An easy way to save shots on the golf course – Know the rules!

An easy way to save shots on the golf course – Know the rules!

Golf Chats is a website to encourage discussions on various subjects relating to the game of golf. I am Mel Sole, Director of Instruction of the Mel Sole Golf School and SAPGA Master Professional.  I invite you to enter into a discussion on this or any article on the golfchats.com website.  The input is for the entire subscriber base to learn something new each time!  Please post your comments below.  Keep it clean and tasteful.  We are here to learn from one another!

Know the Rules!  We have all seen both PGA and LPGA players lose tournaments because of a rules infraction.  None so devastating as Dustin Johnson losing the PGA Championship at Whistling Straits by grounding his club in a bunker that he did not realize was a bunker.  By knowing the rules, you can save yourself several shots in a round of golf, plus you will know when a fellow competitor breaks a rule.  Remember, when you play in a stroke play event, it is your duty to know the rules to protect the rest of the field from anyone gaining an advantage.  Thanks to the Mel Sole Golf School for helping out with this important subject!

- EXERCISE TASKS -
1: According to the golf rules article, how did Dustin Johnson lose the PGA Championship at Whistling Straits?
2: Write the next few sentences of the golf rules article, picking up after its final line.
These entries have no connection to the golf rules article.

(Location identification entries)
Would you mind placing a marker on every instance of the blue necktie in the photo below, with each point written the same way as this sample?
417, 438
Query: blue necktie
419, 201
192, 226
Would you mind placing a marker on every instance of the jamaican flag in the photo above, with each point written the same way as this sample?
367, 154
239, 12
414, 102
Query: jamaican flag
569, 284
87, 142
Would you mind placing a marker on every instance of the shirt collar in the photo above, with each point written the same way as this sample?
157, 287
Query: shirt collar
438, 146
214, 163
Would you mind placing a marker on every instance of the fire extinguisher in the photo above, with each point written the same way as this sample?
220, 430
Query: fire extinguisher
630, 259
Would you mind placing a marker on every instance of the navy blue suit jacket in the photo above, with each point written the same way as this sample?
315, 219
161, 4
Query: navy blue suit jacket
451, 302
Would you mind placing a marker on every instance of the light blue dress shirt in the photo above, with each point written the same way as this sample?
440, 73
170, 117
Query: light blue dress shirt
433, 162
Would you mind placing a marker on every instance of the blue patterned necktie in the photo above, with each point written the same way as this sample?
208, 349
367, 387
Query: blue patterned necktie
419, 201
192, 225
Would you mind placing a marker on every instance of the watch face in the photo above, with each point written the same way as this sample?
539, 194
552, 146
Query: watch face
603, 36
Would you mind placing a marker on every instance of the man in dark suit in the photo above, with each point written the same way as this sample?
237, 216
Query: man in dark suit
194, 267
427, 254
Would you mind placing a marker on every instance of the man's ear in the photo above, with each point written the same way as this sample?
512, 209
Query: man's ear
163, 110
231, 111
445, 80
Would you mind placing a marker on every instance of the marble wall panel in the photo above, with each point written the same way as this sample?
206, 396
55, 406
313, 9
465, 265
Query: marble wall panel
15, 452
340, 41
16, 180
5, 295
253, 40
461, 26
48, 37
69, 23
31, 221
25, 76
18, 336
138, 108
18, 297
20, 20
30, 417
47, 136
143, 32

- EXERCISE RESPONSES -
1: He grounded his club in a bunker that he did not realize was a bunker.

2:
Know the rules – Lower your scores!

In this month’s video, Mel Sole shares an important off-the-course golf tip: know the rules of golf! Decisions on the Rules of Golf is an excellent manual that clarifies any ambiguity that might arise from the Rules and allows you to correctly interpret the complete Rules of Golf.

How does knowing the Rules help you shoot lower scores? As Mel describes in telling a story about Harry Bradshaw’s big mistake in the ’49 British Open, not knowing the Rules leads to bad decisions on the course—decisions that will cost you shots!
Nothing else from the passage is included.